§ **INSTRUCTIONS FOR THE TASK**
Reproduce what is written in the records below exactly, and leave out the images.

§ **INFORMATION SUPPLIED**
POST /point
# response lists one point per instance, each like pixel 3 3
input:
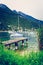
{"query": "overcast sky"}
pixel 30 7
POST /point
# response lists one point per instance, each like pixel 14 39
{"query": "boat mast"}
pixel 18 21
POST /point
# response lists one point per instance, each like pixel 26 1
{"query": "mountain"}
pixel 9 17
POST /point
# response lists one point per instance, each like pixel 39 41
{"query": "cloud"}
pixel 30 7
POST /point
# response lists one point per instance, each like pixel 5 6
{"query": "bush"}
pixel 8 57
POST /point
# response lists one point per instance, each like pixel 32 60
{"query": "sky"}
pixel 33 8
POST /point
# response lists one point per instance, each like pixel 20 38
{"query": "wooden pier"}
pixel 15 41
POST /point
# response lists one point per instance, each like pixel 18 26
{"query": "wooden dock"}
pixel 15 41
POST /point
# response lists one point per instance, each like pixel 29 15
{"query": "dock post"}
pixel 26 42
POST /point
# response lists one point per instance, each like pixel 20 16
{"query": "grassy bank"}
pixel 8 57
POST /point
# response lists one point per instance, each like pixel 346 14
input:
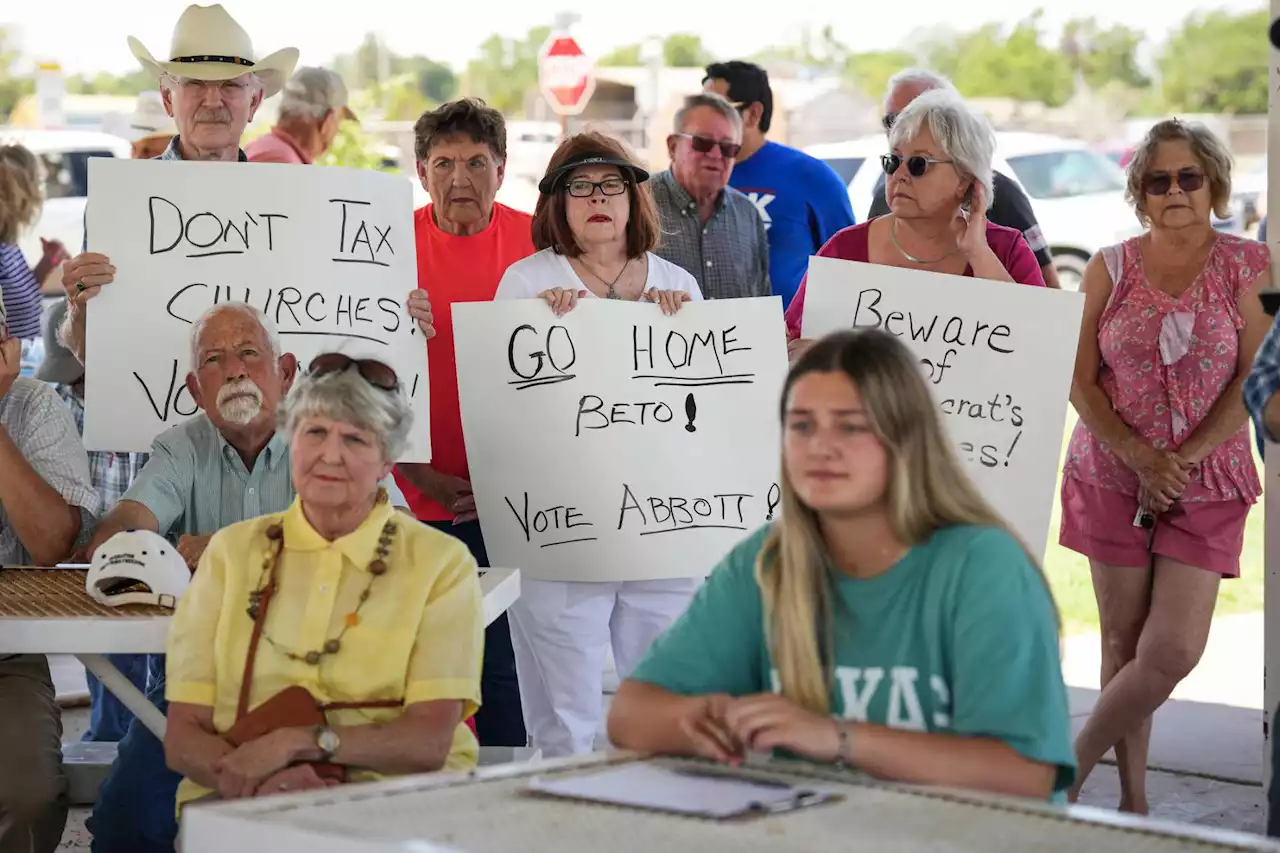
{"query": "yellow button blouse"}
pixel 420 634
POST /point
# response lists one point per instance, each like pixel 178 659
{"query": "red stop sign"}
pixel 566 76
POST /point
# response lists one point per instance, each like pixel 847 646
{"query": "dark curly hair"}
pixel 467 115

§ **THE COMPLETED TASK**
POST /point
# response lists one point per instance, each like pixel 3 3
input:
{"query": "overcast sky"}
pixel 30 7
POST /point
# response lists one point per instance, each like pixel 14 39
{"query": "boat mast"}
pixel 18 21
POST /point
# response lists one point per instance, each like pixel 26 1
{"query": "mountain"}
pixel 9 17
POST /point
# response lists one point per instance, each like pixel 39 41
{"query": "cloud"}
pixel 30 7
POST /point
# response lists one point per instance, each like pixel 5 6
{"query": "bush"}
pixel 8 57
POST /point
# response lists one point per instance, each like pixel 32 60
{"query": "sky"}
pixel 33 8
POST /point
# response lists one point per instance, each like pixel 20 38
{"query": "wooden pier"}
pixel 15 41
POST /point
# response lists one point per instance, each like pixel 18 26
{"query": "wooden dock"}
pixel 15 41
POST /point
# response lists one point per instance, each like pixel 29 15
{"query": "dock post"}
pixel 26 42
POST /point
# response lists one point per instance, each like pixel 20 16
{"query": "grassy bank"}
pixel 8 57
POST /point
# response lists one point per instance, each like pixel 346 14
input:
{"query": "yellow button blouse"}
pixel 420 634
POST /point
# response lists one point per instance, each like pixel 178 659
{"query": "red stop sign"}
pixel 566 76
POST /point
# response lists one point per instance, each like pixel 847 646
{"query": "dark curly hair"}
pixel 467 115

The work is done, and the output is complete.